++++ ROWS ++++

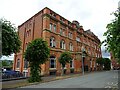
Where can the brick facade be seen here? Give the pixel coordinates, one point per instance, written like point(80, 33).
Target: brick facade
point(61, 35)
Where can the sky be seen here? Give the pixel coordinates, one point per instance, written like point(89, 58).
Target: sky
point(91, 14)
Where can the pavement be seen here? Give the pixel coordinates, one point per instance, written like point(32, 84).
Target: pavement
point(24, 83)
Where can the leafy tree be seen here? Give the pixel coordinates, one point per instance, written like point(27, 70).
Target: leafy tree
point(64, 58)
point(112, 41)
point(4, 63)
point(36, 54)
point(10, 40)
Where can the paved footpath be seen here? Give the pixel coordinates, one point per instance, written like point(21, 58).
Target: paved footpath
point(105, 79)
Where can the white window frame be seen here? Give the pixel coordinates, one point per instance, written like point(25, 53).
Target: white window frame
point(54, 62)
point(52, 42)
point(51, 25)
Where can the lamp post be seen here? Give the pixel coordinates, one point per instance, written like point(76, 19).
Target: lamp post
point(83, 55)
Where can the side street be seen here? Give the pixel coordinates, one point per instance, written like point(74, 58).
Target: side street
point(60, 44)
point(99, 79)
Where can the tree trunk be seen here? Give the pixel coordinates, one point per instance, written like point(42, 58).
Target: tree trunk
point(62, 71)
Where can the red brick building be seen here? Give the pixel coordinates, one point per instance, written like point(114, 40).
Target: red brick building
point(114, 62)
point(61, 35)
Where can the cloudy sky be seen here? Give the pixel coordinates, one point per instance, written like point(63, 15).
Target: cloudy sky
point(91, 14)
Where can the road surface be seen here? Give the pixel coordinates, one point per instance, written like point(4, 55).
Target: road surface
point(105, 79)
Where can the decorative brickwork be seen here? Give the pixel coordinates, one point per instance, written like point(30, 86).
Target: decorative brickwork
point(61, 35)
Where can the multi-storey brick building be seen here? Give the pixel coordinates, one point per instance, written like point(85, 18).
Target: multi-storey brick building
point(61, 35)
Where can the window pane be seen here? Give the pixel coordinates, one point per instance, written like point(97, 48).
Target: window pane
point(51, 26)
point(54, 28)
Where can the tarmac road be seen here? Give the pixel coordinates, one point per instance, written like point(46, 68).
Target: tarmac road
point(105, 79)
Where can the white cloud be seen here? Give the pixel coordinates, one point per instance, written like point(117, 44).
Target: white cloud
point(92, 14)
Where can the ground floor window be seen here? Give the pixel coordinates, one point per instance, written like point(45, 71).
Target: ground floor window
point(25, 64)
point(18, 63)
point(52, 62)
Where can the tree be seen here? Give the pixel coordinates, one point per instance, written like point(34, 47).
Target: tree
point(104, 61)
point(64, 58)
point(10, 40)
point(36, 54)
point(112, 41)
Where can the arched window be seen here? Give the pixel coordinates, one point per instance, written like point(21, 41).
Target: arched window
point(18, 63)
point(52, 62)
point(52, 42)
point(62, 44)
point(71, 46)
point(71, 64)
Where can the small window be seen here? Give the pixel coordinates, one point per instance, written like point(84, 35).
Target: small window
point(52, 42)
point(50, 26)
point(71, 64)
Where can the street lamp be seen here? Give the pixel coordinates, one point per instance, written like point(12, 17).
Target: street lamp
point(83, 55)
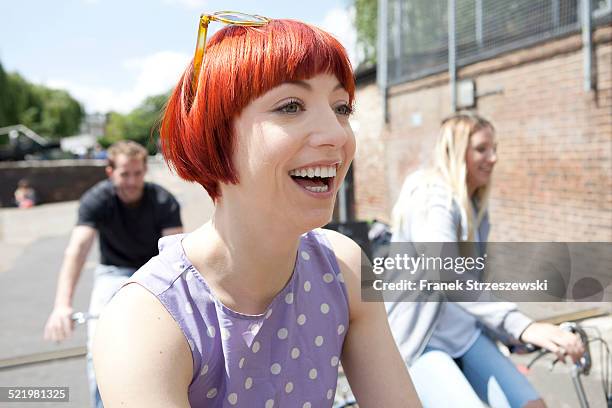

++++

**STATED TASK**: Write out the data above again, replacing "pixel coordinates" with "image coordinates" and changing nothing else. Omit the pictures.

**REPLY TO THE EXERCISE**:
Where can the brick facade be seen here? Give the image coordinates, one point per instance, written like point(80, 33).
Target: brick facade
point(61, 35)
Where can the sky be seen here? Give the image coordinates, one point per instance, written like point(89, 58).
Target: sky
point(91, 14)
Where can the pavement be seen here? Give the image coordinates, one point per instance, written like point(32, 84).
Target: pavement
point(24, 83)
Where can the leafy tree be seen here? Give the image coordinates, one point per instance, written like point(27, 70).
Target: leafy tree
point(64, 58)
point(112, 41)
point(4, 63)
point(36, 54)
point(10, 40)
Where can the paved footpath be seen here? Give the image coordinates, one point per instance, written like point(21, 58).
Target: paved footpath
point(105, 79)
Where can the white window frame be seen here? Give the image coordinates, one point per instance, written like point(25, 53).
Target: white window frame
point(54, 62)
point(52, 42)
point(51, 25)
Where can the lamp post be seen here? Give the image coordinates, one point per instance, written like point(76, 19).
Target: lamp post
point(83, 55)
Where can the side street be seen here? Give the image coordinates, one point per instance, written like point(74, 58).
Target: side street
point(60, 44)
point(99, 79)
Where can the tree trunk be seen here? Give the image coordinates, one point per instance, written like point(42, 58).
Target: tree trunk
point(62, 71)
Where can the red brick building be seen here? Give the image coordinates, one point per instance, written like point(114, 40).
Target: red brick building
point(114, 62)
point(61, 35)
Where can the cloudy sky be seen here? Give the image coordinates, one point per instance, written like point(63, 15).
Target: cloudy sky
point(91, 14)
Where can the road surface be seen here? Give the image coordinates, one point per instance, written like point(4, 55).
Target: road surface
point(105, 79)
Where can the decorative brickwork be seen here? Give the image coordinates, one point per instance, written like point(30, 86).
Target: decorative brickwork
point(61, 35)
Where can the multi-storey brick building be seen here? Give the image coordinates, one point per instance, written like point(85, 18).
Target: multi-storey brick building
point(61, 35)
Where can the window pane be seen here? Give the image coordinates, one point per instance, written like point(97, 48).
Target: window pane
point(51, 26)
point(54, 28)
Where can the tarmac road be seen here? Give the image coordinates, one point per instance, written like point(46, 68).
Target: tarmac road
point(105, 79)
Where can the white cloud be seen here? Give the image coordinates, one point per instance, written like point(117, 44).
Target: white cloud
point(92, 14)
Where can the ground floor window be seen here? Give the image coordinates, one point per instance, written like point(45, 71).
Target: ground floor window
point(25, 64)
point(18, 63)
point(52, 62)
Where can the tree be seen here? Give the image coordinates, one point per instance, written like point(34, 47).
Target: tree
point(104, 61)
point(64, 58)
point(10, 40)
point(36, 54)
point(112, 41)
Where can the arched window be seen here? Give the image coordinates, one point per instance, written like point(21, 41).
Target: arched window
point(18, 63)
point(52, 62)
point(52, 42)
point(62, 44)
point(71, 46)
point(71, 64)
Where can the small window be seen here? Give the image coordinates, one point per instance, written like point(84, 35).
Target: small window
point(52, 42)
point(50, 26)
point(71, 64)
Where can the street lamp be seen here? Give the image coordinates, one point per instance, written like point(12, 17).
Target: street lamp
point(83, 55)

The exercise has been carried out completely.